# DATASET RECORDS start

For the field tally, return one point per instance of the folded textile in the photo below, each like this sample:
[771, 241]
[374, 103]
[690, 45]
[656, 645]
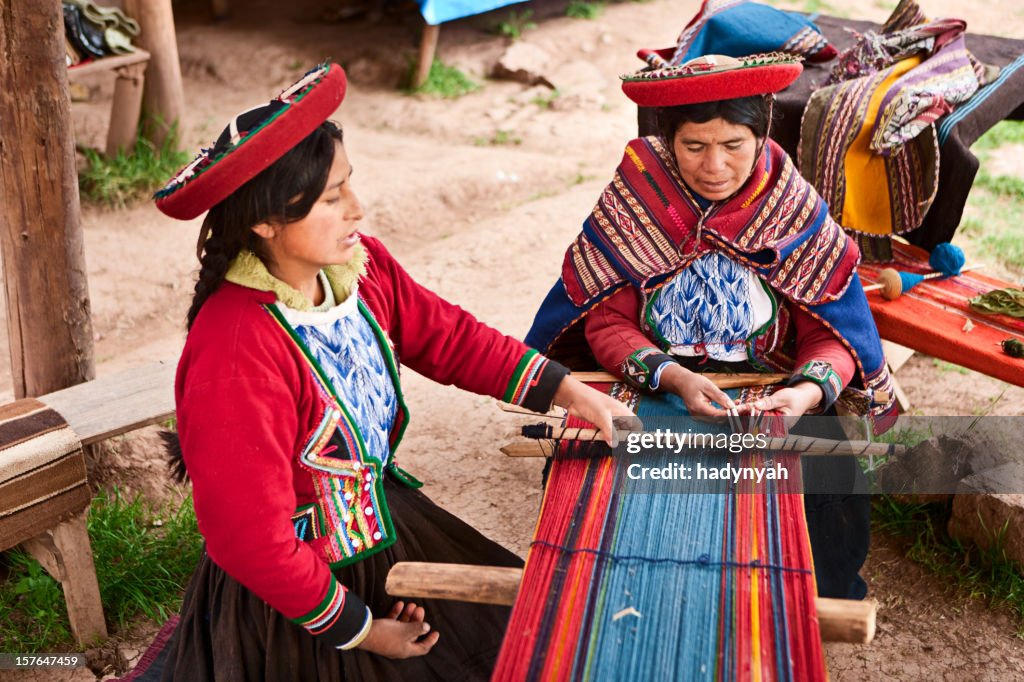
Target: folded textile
[867, 142]
[739, 28]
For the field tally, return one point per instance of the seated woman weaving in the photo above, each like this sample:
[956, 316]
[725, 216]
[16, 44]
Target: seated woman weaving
[709, 252]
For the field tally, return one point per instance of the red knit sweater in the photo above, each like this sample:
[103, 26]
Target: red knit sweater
[247, 402]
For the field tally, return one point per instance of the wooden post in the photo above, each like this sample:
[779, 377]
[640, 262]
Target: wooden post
[125, 109]
[48, 315]
[163, 99]
[428, 46]
[840, 620]
[67, 555]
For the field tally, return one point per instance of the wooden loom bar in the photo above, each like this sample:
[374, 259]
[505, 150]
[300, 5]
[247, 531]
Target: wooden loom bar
[720, 380]
[839, 620]
[801, 444]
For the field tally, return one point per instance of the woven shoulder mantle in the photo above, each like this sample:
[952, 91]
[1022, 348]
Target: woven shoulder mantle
[645, 224]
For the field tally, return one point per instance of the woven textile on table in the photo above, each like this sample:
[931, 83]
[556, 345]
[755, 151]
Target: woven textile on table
[42, 471]
[935, 317]
[868, 142]
[659, 584]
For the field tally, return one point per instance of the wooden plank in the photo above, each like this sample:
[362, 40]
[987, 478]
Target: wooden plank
[840, 620]
[107, 64]
[111, 406]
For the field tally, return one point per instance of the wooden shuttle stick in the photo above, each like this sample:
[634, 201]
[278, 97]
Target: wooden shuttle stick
[720, 380]
[801, 444]
[840, 620]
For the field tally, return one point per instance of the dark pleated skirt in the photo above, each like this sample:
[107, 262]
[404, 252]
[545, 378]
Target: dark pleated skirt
[227, 633]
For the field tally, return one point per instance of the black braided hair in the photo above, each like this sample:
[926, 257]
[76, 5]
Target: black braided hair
[284, 192]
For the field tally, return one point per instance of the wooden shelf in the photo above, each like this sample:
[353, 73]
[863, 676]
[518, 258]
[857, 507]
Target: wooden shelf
[108, 64]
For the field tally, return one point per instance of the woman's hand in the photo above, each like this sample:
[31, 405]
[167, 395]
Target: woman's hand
[793, 400]
[398, 634]
[696, 390]
[596, 408]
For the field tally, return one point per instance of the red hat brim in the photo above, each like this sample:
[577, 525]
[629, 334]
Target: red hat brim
[672, 86]
[207, 181]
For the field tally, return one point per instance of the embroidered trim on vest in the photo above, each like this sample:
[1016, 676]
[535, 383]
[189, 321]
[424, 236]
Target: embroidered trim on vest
[350, 503]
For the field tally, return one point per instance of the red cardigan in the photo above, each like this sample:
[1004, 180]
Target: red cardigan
[247, 402]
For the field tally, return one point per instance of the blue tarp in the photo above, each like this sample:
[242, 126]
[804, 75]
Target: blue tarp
[438, 11]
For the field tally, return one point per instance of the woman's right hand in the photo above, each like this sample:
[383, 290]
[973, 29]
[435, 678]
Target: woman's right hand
[397, 635]
[604, 412]
[696, 390]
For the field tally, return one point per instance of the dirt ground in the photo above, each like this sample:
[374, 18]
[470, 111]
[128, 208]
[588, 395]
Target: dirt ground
[484, 223]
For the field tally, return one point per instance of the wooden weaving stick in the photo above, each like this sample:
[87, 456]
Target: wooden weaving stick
[801, 444]
[839, 620]
[720, 380]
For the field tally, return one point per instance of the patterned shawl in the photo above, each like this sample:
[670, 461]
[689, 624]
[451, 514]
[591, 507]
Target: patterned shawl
[647, 225]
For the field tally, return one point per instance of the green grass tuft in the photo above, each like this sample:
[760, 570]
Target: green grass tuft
[127, 178]
[584, 9]
[143, 559]
[979, 573]
[516, 24]
[1004, 132]
[448, 82]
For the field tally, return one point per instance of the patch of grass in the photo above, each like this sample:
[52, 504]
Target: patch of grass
[129, 177]
[1000, 185]
[515, 25]
[1004, 132]
[979, 573]
[143, 559]
[584, 9]
[448, 82]
[993, 228]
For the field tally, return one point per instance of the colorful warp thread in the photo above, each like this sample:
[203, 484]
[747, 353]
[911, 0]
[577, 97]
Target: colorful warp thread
[665, 585]
[935, 317]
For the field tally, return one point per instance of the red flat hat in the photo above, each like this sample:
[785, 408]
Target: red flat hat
[712, 78]
[252, 141]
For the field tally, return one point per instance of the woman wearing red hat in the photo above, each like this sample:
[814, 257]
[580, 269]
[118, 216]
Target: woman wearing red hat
[290, 412]
[708, 252]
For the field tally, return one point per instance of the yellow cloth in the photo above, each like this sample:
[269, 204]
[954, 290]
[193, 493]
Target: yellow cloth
[866, 204]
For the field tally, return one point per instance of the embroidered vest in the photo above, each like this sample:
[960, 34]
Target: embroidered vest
[349, 519]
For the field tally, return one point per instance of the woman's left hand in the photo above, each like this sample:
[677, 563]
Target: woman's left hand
[793, 400]
[596, 408]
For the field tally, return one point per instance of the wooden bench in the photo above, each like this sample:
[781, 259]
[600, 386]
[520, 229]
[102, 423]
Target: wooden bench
[127, 104]
[44, 493]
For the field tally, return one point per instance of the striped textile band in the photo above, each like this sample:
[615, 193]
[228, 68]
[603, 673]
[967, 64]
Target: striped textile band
[625, 581]
[325, 613]
[525, 377]
[42, 471]
[946, 125]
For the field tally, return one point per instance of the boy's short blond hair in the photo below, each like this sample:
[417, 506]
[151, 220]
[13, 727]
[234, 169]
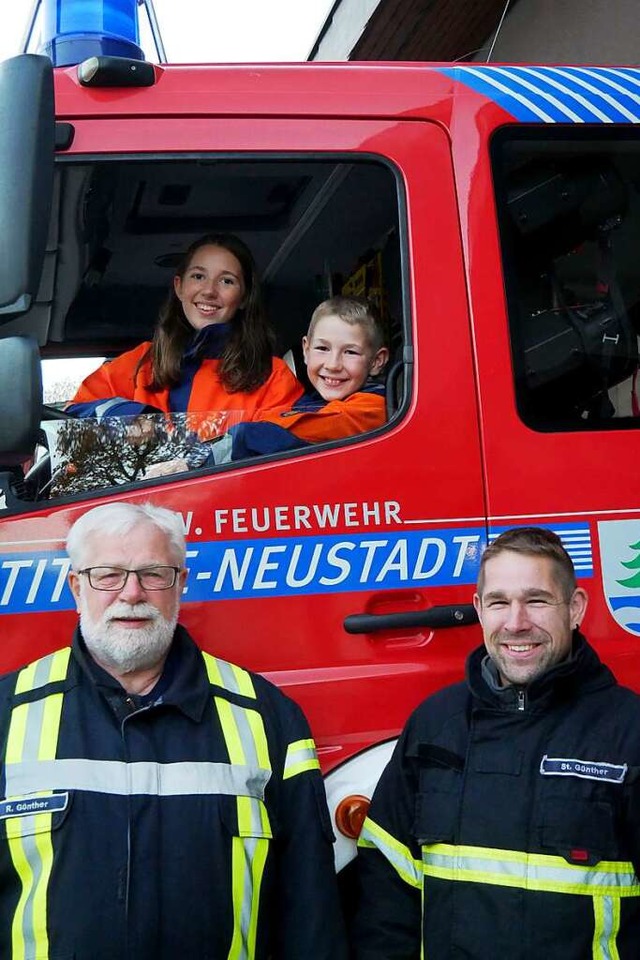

# DATASET RECORDS end

__REQUEST__. List every line in the material above that contains the word "yellow". Case matters.

__WORKED SOLUTION__.
For the field tally, return one point per instance of the yellow cloth in the photo above, each like this sample:
Target: yellow cloth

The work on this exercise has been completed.